#### The task
Filter the entries below, keeping every line that has the word "wooden".

#### Given records
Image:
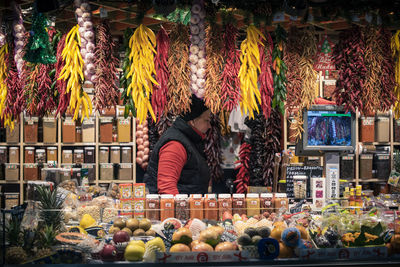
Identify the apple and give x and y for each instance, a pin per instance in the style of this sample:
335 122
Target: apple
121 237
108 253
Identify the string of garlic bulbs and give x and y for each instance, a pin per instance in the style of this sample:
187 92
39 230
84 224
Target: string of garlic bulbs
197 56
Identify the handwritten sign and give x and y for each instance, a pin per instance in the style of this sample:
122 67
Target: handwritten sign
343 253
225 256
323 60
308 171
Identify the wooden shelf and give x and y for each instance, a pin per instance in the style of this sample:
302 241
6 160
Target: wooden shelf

--

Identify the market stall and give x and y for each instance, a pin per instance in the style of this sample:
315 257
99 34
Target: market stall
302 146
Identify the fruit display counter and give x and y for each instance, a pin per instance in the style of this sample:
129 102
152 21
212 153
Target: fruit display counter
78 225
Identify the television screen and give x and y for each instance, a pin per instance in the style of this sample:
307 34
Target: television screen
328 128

#### Problem solution
Identify the wooden shelf and give x and y for each instance, a pin per instance in the style of this sample:
Target: wooden shelf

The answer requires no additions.